Constance Rousselle, chargée d'études au sein de la Direction générale de l'Institut d'Études de Géopolitique Appliquée, s'est entretenue avec Jean-Philippe Béja, directeur de recherche au CNRS et chercheur au CERI de Sciences Po, spécialiste de la politique chinoise.

Comment citer cet entretien

Jean-Philippe Béja « Les relations diplomatiques sino-américaines. Quelle impulsion avec l'administration Biden ? », Institut d'Études de Géopolitique Appliquée, Mai 2021. URL : cliquer ici


Les sujets de tensions se multiplient depuis quelque temps entre la Chine et les États-Unis : appel au boycott de TikTok ou Huawei, guerre économique, question du respect des droits de l'Homme... Les sujets de discorde sont variés et révèlent la complexité de cette relation.

(Lintao Zhang/Reuters)
(Lintao Zhang/Reuters)

La question de Taïwan a toujours été un sujet épineux. Initialement, les États-Unis fournissaient une assistance militaire à l'île nationaliste, mais cela a entraîné de vives protestations de la part de Pékin. Les États-Unis ont alors accepté de ne pas vendre à long terme des armes à Taïwan et prônent le statu quo. Le statut de Taïwan, que la Chine considère comme partie intégrante de son territoire, est un des principaux points de conflit entre les États-Unis et la Chine. En janvier 2021, l'ex Secrétaire d'État américain Mike Pompeo avait annoncé la levée des restrictions qui avaient été imposées aux responsables américains en contact avec leurs homologues taïwanais, ce qui n'a pas manqué d'être perçu par la Chine comme une provocation de plus. La question de Taïwan pourrait-elle entraîner une escalade des tensions entre les États-Unis et la Chine ?

**Données de l'exercice**
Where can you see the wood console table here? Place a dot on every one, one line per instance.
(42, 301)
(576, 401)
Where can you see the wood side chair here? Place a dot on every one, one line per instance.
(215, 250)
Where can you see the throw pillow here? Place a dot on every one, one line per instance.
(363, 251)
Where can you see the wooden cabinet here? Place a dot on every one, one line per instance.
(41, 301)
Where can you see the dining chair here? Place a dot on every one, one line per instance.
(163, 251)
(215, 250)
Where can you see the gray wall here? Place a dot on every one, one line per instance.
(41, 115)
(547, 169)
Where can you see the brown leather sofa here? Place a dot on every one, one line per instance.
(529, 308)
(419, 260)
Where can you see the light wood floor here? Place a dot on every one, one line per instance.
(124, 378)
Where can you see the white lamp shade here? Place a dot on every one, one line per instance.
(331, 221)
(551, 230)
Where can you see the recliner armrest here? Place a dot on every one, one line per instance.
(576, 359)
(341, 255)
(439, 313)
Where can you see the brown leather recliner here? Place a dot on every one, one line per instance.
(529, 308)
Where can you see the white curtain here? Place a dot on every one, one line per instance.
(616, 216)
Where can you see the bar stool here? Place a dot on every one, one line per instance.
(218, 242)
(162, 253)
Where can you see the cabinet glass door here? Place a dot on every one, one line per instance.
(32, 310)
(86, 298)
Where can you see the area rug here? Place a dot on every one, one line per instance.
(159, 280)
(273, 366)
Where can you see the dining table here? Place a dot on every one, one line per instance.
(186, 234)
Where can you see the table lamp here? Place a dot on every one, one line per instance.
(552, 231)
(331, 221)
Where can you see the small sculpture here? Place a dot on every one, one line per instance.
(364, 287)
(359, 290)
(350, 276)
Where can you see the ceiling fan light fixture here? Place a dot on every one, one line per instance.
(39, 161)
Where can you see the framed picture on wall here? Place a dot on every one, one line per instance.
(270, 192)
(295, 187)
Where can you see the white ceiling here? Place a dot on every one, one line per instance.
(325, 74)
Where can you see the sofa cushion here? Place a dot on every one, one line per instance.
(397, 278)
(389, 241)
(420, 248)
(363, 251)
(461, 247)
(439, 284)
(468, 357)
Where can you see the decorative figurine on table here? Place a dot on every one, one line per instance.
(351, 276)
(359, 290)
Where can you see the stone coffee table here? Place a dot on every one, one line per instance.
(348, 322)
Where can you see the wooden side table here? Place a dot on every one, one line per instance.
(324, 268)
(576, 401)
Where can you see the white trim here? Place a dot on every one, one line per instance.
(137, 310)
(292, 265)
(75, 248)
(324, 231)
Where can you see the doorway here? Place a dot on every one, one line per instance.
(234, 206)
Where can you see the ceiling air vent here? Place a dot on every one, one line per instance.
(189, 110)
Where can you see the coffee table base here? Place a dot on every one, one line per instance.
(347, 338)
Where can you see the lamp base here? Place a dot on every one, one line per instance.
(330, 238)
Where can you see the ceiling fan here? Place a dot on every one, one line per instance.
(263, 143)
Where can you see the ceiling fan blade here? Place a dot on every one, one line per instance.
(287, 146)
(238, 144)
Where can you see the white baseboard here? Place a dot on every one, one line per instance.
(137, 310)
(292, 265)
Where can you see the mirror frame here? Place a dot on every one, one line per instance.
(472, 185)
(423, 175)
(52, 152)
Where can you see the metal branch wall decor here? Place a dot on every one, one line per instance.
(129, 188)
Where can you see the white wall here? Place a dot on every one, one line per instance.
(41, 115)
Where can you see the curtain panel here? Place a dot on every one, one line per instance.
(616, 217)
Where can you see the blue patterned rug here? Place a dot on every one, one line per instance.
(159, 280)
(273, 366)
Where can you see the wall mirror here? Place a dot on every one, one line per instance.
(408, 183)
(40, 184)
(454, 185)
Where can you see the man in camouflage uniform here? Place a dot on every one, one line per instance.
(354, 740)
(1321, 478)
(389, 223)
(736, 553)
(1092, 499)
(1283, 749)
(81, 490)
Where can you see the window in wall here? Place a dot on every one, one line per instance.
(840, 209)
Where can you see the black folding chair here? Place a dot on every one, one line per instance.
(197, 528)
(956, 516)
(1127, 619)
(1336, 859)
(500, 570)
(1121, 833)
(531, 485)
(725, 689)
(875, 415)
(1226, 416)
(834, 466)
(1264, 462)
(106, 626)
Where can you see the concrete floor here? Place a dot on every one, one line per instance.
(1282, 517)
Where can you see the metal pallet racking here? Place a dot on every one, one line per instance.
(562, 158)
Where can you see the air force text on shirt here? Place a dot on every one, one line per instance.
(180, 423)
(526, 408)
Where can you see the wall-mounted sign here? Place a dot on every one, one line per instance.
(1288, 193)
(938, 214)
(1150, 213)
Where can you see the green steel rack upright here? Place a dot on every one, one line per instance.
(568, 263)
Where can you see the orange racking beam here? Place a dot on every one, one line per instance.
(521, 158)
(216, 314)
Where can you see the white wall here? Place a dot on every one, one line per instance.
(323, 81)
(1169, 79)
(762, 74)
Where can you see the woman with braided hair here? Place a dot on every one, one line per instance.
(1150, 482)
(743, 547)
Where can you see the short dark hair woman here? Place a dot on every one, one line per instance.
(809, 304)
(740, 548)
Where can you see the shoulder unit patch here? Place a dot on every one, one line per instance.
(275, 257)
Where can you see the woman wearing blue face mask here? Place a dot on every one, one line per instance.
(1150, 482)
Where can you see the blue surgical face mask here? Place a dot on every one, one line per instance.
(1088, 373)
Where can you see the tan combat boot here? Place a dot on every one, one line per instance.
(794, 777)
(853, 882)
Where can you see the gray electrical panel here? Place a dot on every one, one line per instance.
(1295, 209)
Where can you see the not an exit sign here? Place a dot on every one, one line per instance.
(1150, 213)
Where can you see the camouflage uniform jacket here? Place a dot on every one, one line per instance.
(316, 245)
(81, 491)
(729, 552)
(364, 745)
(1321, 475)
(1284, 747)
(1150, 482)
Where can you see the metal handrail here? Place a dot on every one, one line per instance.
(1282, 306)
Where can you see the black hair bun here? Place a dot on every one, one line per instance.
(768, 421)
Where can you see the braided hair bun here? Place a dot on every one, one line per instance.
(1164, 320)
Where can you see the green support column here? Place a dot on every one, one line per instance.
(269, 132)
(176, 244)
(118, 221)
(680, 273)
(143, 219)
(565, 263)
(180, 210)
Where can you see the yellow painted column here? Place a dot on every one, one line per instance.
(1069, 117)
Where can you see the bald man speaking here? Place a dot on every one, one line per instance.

**Énoncé du problème A**
Rassemblez chaque ligne des entrées contenant la chaîne « coffee », en respectant la casse.
**Énoncé du problème B**
Reprenez l'extrait sur les relations sino-américaines et poursuivez-le à partir de sa dernière phrase.
Les entrées n'ont aucun rapport avec l'extrait.

**Sortie attendue A**
Where can you see the stone coffee table here? Place a dot on every one, one line per instance.
Where can you see the coffee table base here? Place a dot on every one, one line per instance.

**Sortie attendue B**
En réalité, les relations entre les États-Unis et la Chine ont été rétablies en 1971/1972 avec le voyage du président américain Richard Nixon à Pékin. Pour les États-Unis, alors englués dans la guerre du Vietnam, se rapprocher de la Chine permettait d'affaiblir le parti communiste vietnamien et son soutien soviétique. On peut donc dire qu'il y avait une certaine alliance de fait, qui a par la suite a été concrétisée en 1979 avec l'établissement des relations diplomatiques. De 1971 à 1989 au moins, les relations entre les États-Unis et la Chine ont été plutôt bonnes. La question de Taïwan revient lors des moments de tensions entre les deux grandes puissances. Formellement, les dirigeants chinois se sont toujours opposés à une reconnaissance officielle de Taïwan, mais en réalité, depuis les années 1980, il y a eu de nombreux contacts directs entre Taïwan et Pékin, ce qui aurait été inimaginable du temps de Mao Zedong. Taïwan n'a donc pas toujours été la pomme de discorde entre la Chine et les États-Unis. En ce moment, c'est parce qu'il y a des tensions entre les deux pays que la question de Taïwan revient sur le tapis. Xi Jinping souhaite « réunifier la Chine », mais il convient de rappeler que Taïwan n'appartenait pas à la Chine jusqu'à la dynastie des Qing, qui du reste, n'était pas chinoise mais mandchoue. Ainsi, l'idée que Taïwan appartient de tout temps à la Chine est un mythe. Dans le contexte de tensions entre la Chine et les États-Unis, le président américain Donald Trump a resserré les relations avec Taïwan parce qu'il n'est pas parvenu à s'entendre avec Xi Jinping, et non pas l'inverse. 

Contrairement à ce qu'on affirme souvent, Taïwan n'a pas toujours été au centre des relations sino-américaines : c'est seulement lorsque les relations entre les États-Unis et la Chine sont tendues que cette question revient sur le devant de la scène.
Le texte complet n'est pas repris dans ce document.